> Trecho fornecido:
Em primeiro lugar, a forte interatividade, que a torna particularmente adaptada à construção da relação. Em segundo lugar, a dimensão espetacular e viva, advinda de sua lógica audiovisual. As técnicas de composição e de dinamismo dos sites da Internet evoluem sem cessar e permitem efeitos gráficos e formas de animação sempre mais sofisticadas. Em terceiro lugar, eles introduzem na relação uma dimensão de divertimento e de jogo que lhe dão um tom de leveza e de prazer. Enfim, ela autoriza um grau de criatividade e de participação por parte do destinatário, que pode sempre intervir ativamente em certo número de atividades ou iniciativas da marca (2006: 216).

> Tarefa curta 1:
Copie, sem qualquer alteração, todas as linhas das entradas que vêm a seguir.
O trecho e as entradas não têm nenhuma relação entre si.

> Material apresentado:
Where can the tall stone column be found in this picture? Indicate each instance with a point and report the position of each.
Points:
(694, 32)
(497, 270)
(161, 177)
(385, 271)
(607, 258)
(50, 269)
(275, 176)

> Tarefa curta 2:
Repita fielmente a parte do trecho fornecido que fica entre "Em primeiro lugar, a" e "marca (2006: 216).", inclusive.

> Resposta correta 1:
Where can the tall stone column be found in this picture? Indicate each instance with a point and report the position of each.
Points:
(694, 32)
(497, 270)
(161, 177)
(385, 271)
(607, 258)
(50, 269)
(275, 176)

> Resposta correta 2:
Em primeiro lugar, a forte interatividade, que a torna particularmente adaptada à construção da relação. Em segundo lugar, a dimensão espetacular e viva, advinda de sua lógica audiovisual. As técnicas de composição e de dinamismo dos sites da Internet evoluem sem cessar e permitem efeitos gráficos e formas de animação sempre mais sofisticadas. Em terceiro lugar, eles introduzem na relação uma dimensão de divertimento e de jogo que lhe dão um tom de leveza e de prazer. Enfim, ela autoriza um grau de criatividade e de participação por parte do destinatário, que pode sempre intervir ativamente em certo número de atividades ou iniciativas da marca (2006: 216).